* **WORK TO DO**
(1) According to the lesson study post, why does the writer consider lesson study a good practice? Answer in one to three sentences.
(2) Please continue the lesson study post from its last sentence, in the same reflective first-person voice.

Monday, 19 August 2013

Day 6 – 17/8/2013

Ms Peggy Foo took us through the last session of this module. She introduced lesson study to us. It is a teaching improvement process where a group of teachers plan, discuss learning objectives and design lesson plans based on their discussions. After which, a teacher conducts the lesson would be observed by other teachers. From the observation, the teachers would examine their lessons; identify their strengths and weaknesses, so that they would be able to make changes to their teaching strategies or lesson plans.

I felt that lesson study is a good practice as it allows collaboration and peer learning among teachers.

In this lesson, I also learnt about differentiating learner types during a lesson. In a class, there are different types of learners. Some might be fast learners and others need more assistance during teaching. Planning should be based on different needs of the children.

I learnt from Ms Peggy that teachers can plan:

For the weaker learner, provide them with 10 frames and counters
                                               10 = _ +_

For the advance learner just give them countersh
                                               10 = _ +_

For the more advance learner, find different possible ways to make 10 with 3 digitser
                                               10 = _ +_ + _

I agreed that differentiation instruction would definitely benefit children with different learning abilities. However, it is not an easy task for teachers to plan and provide differentiated lessons to cater for the different needs of the children. The teacher has to be competent enough to scaffold the advance learners and at the same time, she has to assist the weaker learners. Therefore, I believe that the teacher must possess good knowledge of mathematics, perseverance, positive attitude, readiness for change and have reflective disposition.

* **Object detection data**
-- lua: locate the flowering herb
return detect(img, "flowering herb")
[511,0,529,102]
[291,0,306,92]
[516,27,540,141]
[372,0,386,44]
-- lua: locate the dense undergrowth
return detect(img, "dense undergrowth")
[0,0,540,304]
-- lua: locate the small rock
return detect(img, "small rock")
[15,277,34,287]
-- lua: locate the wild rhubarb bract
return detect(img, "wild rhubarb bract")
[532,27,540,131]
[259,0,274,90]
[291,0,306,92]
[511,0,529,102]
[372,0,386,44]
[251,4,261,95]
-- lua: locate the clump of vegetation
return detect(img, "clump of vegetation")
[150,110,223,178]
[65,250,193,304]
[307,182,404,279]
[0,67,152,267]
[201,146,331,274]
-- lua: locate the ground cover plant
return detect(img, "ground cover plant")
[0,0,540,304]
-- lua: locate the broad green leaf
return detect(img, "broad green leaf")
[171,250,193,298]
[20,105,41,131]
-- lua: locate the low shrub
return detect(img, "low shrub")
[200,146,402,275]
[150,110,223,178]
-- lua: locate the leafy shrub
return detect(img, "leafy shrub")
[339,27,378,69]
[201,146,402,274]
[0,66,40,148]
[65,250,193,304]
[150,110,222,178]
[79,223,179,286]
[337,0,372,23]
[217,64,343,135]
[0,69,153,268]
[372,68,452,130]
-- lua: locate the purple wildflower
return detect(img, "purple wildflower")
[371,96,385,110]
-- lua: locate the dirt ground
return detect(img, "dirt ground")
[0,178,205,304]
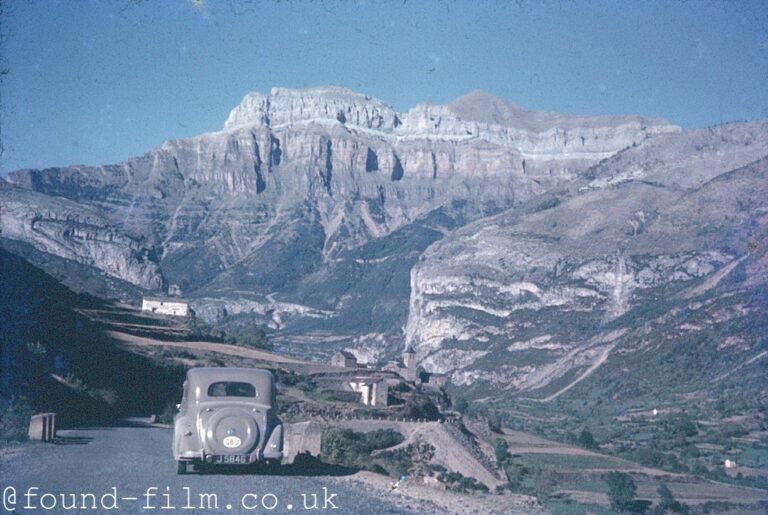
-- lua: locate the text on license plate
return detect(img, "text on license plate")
[213,454,251,465]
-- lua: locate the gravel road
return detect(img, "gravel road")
[0,419,431,515]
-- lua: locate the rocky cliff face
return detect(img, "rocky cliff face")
[406,121,768,399]
[0,183,164,290]
[3,87,679,355]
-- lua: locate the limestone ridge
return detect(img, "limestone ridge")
[3,87,678,291]
[406,120,768,400]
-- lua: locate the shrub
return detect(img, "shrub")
[579,429,597,449]
[605,470,637,511]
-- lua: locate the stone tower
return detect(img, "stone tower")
[403,345,416,383]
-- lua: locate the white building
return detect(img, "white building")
[141,297,189,317]
[349,377,389,406]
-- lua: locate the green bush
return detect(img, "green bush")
[320,428,405,470]
[0,398,34,441]
[605,470,637,511]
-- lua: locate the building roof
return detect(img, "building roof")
[141,296,189,304]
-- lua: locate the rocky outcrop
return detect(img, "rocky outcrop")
[7,87,677,302]
[0,183,164,290]
[406,143,768,398]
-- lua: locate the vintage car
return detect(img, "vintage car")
[173,368,283,474]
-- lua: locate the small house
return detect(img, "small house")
[141,297,189,317]
[349,377,389,406]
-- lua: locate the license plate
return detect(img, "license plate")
[213,454,251,465]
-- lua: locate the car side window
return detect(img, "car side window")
[208,381,256,397]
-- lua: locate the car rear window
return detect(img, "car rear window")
[208,381,256,397]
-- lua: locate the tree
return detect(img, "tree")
[494,438,509,464]
[579,429,597,449]
[454,397,469,415]
[656,481,688,513]
[605,470,637,511]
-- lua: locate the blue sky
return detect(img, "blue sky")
[0,0,768,173]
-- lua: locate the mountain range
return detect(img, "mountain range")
[0,87,768,406]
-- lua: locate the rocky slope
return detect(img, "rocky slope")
[406,121,768,401]
[1,87,679,357]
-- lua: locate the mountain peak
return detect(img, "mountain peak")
[224,86,397,130]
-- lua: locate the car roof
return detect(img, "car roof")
[187,367,274,387]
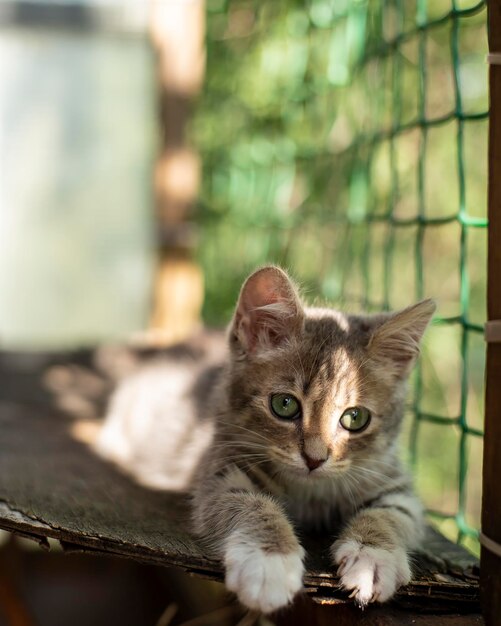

* **PER-TASK ANSWERS**
(1) The writer considers lesson study a good practice because it allows collaboration and peer learning among teachers.

(2)
Day 5  – 16/8/2013

What is visualization?

To get the children’s mind to see difficult things, to make them intelligent.

How do we make them good in visualization?

Visualization is the most important skill that teachers need to help children develop in their early years. Writing numerals are an abstract representation of numbers. Before children are ready to work with writing model of numbers they need to have experiences with concrete and visual models.

According to ‘Jerome Bruner's CPA Approach’, children develop concepts of the number system in three stages.

They move from working with:
  1. Concrete representations (blocks, unifix cubes, tangram)
  2. Visual representations (pictorial drawings) and
  3. Abstract representations (conventional number symbols or models)
The capable children in the class had developed in their mind, strong visual images of numbers or models. Children are engaged in the folding or cutting of paper to develop such models.
They drew shapes, different symbols, then gradually to drawing lines or circles to representing tens. These symbolic images helped children to develop mental images.with strong visual image of numbers.

Click on the link to read how to deepen Mathematics Teaching and Learning through the Concrete-Pictorial-Abstract Approach

Day 4 - 15/8/2013


 Today is the fourth lesson with Dr Yeap, we were given a geoboard to draw different polygons on it but the polygon can has only one dot inside. It’s astonishing to find some of them could even draw a large polygon with only one dot inside.  After drawing the polygon, we have to find the area. We used one square as our standard unit of measurement. Some of the polygons were easy to calculate while others are quite difficult, but we came up a formula to help us in the calculation.
The children in my centre also get to explore the geoboard, they form different shapes by attaching the rubber bands and they transfer the shapes onto geoboard dot paper.  
It is not easy to get children to measure the area of the shapes, but after this lesson I realised children can learn to measure the area of shapes using geoboard.

There are hundreds of math learning and teaching resources and games organized for you here. Enjoy the math!


Day 3 - 14/8/2013

What would you do when a child in your class cannot count? How would you inform the parents? Will they be satisfied with just answer from the teacher saying, “Your child cannot count?”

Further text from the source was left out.